*What you should do*: Please tally how many lines in the data below contain the word "shoreline" and reply with that number alone.

*Given data*:
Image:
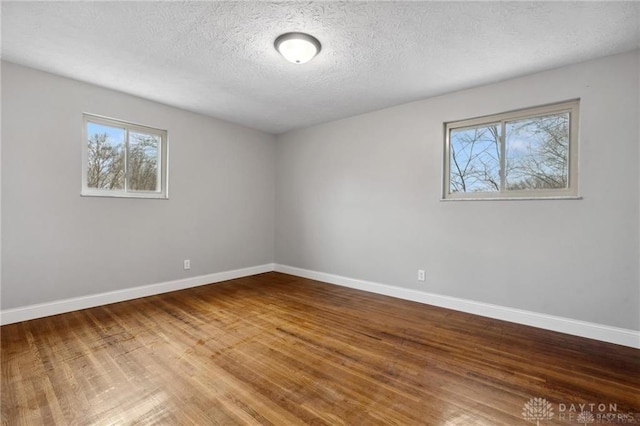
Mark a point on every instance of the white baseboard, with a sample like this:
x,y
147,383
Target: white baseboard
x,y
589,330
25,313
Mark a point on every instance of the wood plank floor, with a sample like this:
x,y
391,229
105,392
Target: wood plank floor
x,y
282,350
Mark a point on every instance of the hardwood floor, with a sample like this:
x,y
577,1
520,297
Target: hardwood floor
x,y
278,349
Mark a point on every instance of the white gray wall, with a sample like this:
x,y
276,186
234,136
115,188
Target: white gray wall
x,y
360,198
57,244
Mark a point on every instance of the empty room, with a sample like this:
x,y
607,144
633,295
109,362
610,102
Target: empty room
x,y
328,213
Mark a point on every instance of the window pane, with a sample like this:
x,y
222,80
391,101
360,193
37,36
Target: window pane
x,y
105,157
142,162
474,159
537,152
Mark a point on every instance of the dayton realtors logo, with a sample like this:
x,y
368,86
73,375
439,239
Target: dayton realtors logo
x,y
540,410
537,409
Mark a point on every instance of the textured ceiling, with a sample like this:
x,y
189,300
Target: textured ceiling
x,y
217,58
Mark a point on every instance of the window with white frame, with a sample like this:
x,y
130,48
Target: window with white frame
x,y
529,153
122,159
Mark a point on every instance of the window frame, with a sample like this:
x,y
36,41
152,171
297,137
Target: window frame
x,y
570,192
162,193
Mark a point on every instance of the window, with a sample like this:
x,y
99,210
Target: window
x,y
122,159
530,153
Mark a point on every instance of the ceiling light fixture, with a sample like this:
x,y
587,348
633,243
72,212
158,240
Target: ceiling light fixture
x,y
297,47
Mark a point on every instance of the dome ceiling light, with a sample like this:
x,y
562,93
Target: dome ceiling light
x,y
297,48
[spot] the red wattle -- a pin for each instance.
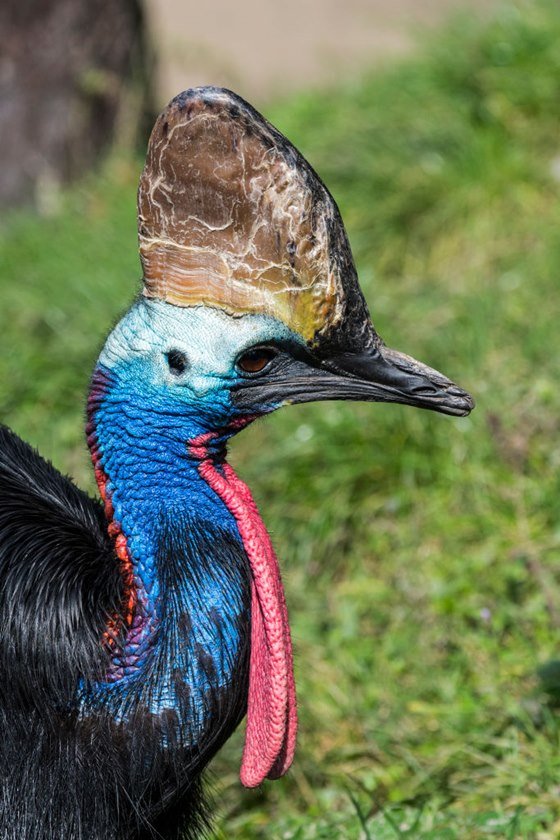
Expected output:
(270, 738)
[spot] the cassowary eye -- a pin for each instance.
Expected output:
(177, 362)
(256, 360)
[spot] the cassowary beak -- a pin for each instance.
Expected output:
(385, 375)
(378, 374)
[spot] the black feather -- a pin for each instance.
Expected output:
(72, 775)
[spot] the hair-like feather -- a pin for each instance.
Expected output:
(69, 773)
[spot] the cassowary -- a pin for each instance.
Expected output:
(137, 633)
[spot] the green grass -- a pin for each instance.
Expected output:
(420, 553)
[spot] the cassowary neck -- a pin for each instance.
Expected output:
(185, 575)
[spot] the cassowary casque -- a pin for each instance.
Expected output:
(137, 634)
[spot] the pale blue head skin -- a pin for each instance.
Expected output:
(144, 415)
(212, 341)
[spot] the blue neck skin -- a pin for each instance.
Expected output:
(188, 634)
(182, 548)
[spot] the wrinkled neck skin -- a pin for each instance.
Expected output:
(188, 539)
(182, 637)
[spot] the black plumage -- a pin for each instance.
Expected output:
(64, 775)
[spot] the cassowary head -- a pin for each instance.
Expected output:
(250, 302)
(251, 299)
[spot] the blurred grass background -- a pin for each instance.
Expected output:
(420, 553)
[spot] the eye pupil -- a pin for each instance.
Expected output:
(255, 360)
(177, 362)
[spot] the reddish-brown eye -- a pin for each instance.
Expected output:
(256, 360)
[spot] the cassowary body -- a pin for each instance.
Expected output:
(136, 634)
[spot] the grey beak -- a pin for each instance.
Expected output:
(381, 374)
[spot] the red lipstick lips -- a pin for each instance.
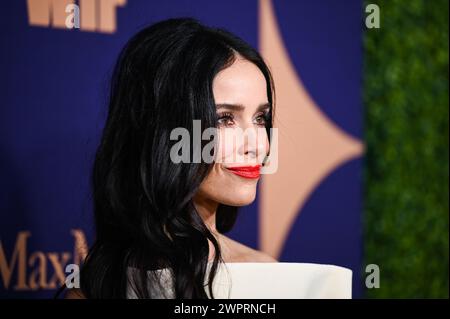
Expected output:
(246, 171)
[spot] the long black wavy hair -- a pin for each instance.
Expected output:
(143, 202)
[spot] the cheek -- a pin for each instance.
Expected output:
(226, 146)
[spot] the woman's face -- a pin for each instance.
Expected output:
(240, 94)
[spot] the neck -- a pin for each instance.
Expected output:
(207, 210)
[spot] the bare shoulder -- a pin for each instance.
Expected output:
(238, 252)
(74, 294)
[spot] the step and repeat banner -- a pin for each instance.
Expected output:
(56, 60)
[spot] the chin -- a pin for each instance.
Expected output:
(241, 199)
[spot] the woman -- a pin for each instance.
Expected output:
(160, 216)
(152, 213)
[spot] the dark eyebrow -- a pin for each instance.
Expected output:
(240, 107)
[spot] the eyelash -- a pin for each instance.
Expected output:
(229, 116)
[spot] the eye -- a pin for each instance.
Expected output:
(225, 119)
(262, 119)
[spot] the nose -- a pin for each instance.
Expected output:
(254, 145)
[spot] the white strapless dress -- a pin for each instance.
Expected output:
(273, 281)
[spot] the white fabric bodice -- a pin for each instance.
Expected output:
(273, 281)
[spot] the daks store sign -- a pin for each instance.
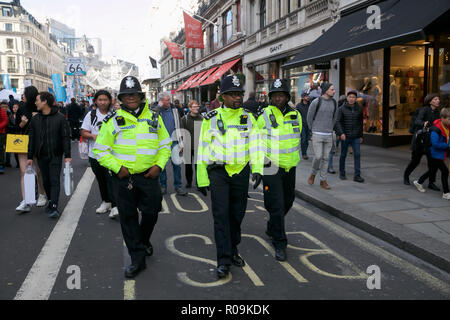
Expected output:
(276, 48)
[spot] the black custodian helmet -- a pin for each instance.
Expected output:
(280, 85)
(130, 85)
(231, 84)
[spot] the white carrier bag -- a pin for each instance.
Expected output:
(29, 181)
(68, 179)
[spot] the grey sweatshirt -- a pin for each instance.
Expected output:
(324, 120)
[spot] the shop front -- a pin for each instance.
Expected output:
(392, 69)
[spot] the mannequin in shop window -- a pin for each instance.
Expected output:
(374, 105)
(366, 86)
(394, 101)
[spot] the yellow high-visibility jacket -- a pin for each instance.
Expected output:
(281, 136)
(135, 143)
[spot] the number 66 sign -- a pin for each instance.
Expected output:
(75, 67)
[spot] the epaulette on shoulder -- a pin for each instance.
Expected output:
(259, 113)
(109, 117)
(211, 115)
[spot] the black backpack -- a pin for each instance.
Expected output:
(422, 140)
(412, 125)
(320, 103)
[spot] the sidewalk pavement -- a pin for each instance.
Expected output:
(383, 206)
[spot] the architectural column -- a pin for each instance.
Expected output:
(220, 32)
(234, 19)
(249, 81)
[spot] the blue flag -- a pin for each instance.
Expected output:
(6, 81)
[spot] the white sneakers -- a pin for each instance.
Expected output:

...

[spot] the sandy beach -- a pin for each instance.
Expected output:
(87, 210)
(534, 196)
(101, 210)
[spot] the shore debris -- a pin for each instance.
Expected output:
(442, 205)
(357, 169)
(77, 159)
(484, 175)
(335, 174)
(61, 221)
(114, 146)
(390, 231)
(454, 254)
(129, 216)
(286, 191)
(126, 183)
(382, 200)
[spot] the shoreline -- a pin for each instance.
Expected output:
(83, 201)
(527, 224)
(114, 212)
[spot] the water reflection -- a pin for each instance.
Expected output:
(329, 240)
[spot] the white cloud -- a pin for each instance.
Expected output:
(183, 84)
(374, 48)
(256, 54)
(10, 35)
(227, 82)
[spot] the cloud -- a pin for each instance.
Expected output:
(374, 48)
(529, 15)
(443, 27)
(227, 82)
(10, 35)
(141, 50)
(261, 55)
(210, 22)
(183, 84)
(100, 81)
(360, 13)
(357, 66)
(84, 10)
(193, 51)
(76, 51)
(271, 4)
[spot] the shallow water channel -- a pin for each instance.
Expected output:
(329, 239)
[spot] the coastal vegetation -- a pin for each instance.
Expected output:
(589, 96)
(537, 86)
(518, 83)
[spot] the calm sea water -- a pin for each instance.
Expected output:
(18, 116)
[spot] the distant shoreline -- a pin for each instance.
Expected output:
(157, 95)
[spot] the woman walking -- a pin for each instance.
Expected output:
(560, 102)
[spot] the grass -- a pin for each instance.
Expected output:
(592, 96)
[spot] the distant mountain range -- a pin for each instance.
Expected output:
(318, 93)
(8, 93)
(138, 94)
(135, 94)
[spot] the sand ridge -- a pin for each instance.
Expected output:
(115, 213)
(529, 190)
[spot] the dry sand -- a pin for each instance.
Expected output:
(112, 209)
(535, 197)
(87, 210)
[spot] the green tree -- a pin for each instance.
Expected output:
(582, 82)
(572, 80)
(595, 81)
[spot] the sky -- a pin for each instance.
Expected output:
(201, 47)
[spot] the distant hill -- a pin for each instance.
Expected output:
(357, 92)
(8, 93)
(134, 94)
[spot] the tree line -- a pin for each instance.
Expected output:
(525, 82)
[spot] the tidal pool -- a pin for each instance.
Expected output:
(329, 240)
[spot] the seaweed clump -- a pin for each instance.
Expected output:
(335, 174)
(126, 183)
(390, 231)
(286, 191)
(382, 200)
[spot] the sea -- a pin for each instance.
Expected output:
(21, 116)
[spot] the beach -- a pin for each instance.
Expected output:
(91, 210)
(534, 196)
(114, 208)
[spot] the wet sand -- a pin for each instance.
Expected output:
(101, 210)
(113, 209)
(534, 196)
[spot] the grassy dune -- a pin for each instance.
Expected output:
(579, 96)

*The output*: 2